+++ Quoted passage +++

Histogram overlay plot with lognormal distribution

172 views Asked by At

I want to check the fit of my data, which I suspect is lognormally distributed using a histogram and overlaying the lognormal PDF as a line. I estimate the lognormal parameters from the data and generate n=1000 data points (same number as the data). data_list is a list containing 1000 of my datapoints which are integers.

import numpy as np
import matplotlib.pyplot as plt
from scipy.stats import lognorm

...
data = np.array(data_list)

plt.hist(data, bins=32, density=True, alpha=0.6, color='g', label='Data')

sigma, _, mu = lognorm.fit(np.log(data), floc=0)
x = np.linspace(min(data), max(data), 1000)
lognormal_data = lognorm.pdf(x, sigma, scale=np.exp(mu))


plt.plot(x, lognormal_data, 'r-', lw=2, label='Lognormal Distribution')
plt.xlabel('X-axis Label')
plt.ylabel('Y-axis Label')
plt.legend()
plt.title('Histogram Overlay with Lognormal Distribution')
plt.grid(True)

plt.show()

However, the resulting plot is this: enter image description here

It seems like the initial parameters for the lognormal distribution ar off, as it does not coincide with the data. Furthermore, the curve looks more normal than lognormal. Does anybody see what i'm doing wrong here>

1

There are 1 answers

5
Tranbi On BEST ANSWER

I'm no statistician, but if you suspect that data has a lognormal distribution, shouldn't you try to fit data instead of np.log(data)?

The documentation of the fit method states that it returns the following:

Estimates for any shape parameters (if applicable), followed by those for location and scale.

The same documentation states that lognorm.pdf has the following signature: pdf(x, s, loc=0, scale=1).

I would therefore try the following:

import numpy as np
import matplotlib.pyplot as plt
from scipy.stats import lognorm

data = np.random.lognormal(mean=1, sigma=0.2, size=1000)
plt.hist(data, bins=50, density=True, alpha=0.6, color='g', label='Data')

s, loc, scale = lognorm.fit(data)
x = np.linspace(min(data), max(data), 1000)
lognormal_data = lognorm.pdf(x, s, loc=loc, scale=scale)

plt.plot(x, lognormal_data, 'r-', lw=2, label='Lognormal Distribution')
plt.xlabel('X-axis Label')
plt.ylabel('Y-axis Label')
plt.legend()
plt.title('Histogram Overlay with Lognormal Distribution')
plt.grid(True)

plt.show()

Output:

enter image description here

+++ Provided information +++

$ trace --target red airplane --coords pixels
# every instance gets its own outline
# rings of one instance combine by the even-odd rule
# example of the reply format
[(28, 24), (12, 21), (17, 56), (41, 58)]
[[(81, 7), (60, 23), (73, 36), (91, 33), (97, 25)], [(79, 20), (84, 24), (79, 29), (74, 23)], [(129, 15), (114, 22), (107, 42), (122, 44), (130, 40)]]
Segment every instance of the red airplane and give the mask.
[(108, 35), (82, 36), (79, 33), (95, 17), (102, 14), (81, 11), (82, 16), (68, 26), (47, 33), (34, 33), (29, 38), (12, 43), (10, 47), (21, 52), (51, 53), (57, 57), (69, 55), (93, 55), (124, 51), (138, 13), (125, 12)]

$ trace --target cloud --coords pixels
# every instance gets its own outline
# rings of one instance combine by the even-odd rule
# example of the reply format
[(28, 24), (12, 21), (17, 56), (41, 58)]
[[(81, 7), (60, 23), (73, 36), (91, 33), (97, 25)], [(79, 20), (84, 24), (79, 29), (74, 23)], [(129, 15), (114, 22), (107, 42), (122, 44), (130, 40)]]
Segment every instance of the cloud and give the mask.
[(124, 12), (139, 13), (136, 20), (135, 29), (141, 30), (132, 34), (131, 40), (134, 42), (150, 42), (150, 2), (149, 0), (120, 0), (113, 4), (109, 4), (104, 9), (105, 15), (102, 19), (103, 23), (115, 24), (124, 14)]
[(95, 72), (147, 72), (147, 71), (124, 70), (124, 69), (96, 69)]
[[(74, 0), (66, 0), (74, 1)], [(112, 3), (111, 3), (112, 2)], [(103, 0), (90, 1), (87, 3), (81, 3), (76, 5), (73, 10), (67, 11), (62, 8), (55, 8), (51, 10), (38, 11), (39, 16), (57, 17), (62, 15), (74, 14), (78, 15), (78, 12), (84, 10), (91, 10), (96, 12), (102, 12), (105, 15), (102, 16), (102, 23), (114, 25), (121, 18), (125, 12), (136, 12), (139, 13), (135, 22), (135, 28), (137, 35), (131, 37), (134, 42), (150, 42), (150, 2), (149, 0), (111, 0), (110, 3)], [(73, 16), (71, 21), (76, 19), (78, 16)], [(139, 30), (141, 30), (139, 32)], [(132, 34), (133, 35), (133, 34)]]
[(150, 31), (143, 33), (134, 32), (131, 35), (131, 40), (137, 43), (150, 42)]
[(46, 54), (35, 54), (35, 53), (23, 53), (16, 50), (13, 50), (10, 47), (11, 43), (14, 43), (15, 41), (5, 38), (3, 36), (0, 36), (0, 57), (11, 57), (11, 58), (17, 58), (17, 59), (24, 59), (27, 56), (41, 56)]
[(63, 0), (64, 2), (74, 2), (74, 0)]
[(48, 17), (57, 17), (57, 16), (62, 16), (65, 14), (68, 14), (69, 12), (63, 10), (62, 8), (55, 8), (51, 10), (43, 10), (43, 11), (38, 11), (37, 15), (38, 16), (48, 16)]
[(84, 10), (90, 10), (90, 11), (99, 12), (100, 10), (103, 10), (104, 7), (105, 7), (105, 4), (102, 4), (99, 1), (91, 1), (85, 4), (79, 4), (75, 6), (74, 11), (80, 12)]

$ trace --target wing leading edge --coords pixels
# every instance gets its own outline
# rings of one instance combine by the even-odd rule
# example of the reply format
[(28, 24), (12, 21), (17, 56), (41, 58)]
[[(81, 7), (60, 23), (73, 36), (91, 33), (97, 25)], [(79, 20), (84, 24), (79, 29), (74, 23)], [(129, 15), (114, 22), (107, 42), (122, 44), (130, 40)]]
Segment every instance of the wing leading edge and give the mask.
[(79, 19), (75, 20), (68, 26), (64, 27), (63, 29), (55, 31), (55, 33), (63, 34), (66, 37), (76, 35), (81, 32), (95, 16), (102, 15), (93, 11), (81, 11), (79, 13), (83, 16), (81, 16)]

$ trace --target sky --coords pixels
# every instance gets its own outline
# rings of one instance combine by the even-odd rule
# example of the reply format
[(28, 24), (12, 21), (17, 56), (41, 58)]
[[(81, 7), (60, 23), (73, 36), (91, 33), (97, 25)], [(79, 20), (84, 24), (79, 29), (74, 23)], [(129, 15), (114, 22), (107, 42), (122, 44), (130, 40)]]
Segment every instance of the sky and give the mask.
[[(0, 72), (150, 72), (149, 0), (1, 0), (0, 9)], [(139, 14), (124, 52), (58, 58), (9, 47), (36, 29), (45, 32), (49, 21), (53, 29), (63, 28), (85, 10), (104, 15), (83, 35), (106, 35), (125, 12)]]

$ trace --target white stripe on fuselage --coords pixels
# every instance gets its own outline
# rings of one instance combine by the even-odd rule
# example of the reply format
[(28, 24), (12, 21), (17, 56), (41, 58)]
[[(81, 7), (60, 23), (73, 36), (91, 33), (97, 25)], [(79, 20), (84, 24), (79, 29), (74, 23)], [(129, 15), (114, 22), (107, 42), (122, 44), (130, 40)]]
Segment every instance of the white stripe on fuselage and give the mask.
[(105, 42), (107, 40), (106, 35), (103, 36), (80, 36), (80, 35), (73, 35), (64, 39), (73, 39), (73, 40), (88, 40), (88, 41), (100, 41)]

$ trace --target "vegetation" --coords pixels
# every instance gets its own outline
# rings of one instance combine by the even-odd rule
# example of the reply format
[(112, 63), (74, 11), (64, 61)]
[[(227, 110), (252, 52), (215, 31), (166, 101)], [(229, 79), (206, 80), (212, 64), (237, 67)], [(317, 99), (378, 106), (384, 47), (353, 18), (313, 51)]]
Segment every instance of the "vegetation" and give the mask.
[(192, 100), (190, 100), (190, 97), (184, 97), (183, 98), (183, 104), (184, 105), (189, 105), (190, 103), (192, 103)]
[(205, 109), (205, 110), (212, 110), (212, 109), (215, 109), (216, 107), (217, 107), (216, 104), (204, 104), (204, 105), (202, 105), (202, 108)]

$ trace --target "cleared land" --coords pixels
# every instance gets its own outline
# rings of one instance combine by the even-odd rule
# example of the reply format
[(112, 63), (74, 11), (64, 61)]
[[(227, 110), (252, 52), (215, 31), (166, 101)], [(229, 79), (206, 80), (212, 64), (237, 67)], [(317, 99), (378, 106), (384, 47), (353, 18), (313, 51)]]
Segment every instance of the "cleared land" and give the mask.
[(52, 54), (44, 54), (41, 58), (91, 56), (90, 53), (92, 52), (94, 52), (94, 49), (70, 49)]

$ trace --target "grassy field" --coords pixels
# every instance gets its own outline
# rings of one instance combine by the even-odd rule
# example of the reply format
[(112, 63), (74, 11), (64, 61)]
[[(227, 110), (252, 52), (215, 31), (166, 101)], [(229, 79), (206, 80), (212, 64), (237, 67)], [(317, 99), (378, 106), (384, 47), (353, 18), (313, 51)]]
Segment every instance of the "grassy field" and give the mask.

+++

Complete the following:
[A] Rewrite the passage of the lognormal fitting thread starting at "I would therefore" and ending at "bins=50, density=True, alpha=0.6, color='g', label='Data')", with "bins" swapped for "nbins".
[B] Print the lines of the rows starting at the line that contains "edge --coords pixels" and ending at the line that contains "16), (81, 16)]", copying each one without any change.

Solved tasks:
[A]
I would therefore try the following:

import numpy as np
import matplotlib.pyplot as plt
from scipy.stats import lognorm

data = np.random.lognormal(mean=1, sigma=0.2, size=1000)
plt.hist(data, nbins=50, density=True, alpha=0.6, color='g', label='Data')

[B]
$ trace --target wing leading edge --coords pixels
# every instance gets its own outline
# rings of one instance combine by the even-odd rule
# example of the reply format
[(28, 24), (12, 21), (17, 56), (41, 58)]
[[(81, 7), (60, 23), (73, 36), (91, 33), (97, 25)], [(79, 20), (84, 24), (79, 29), (74, 23)], [(129, 15), (114, 22), (107, 42), (122, 44), (130, 40)]]
Segment every instance of the wing leading edge and give the mask.
[(79, 19), (75, 20), (68, 26), (64, 27), (63, 29), (55, 31), (55, 33), (63, 34), (66, 37), (76, 35), (81, 32), (95, 16), (102, 15), (93, 11), (81, 11), (79, 13), (83, 16), (81, 16)]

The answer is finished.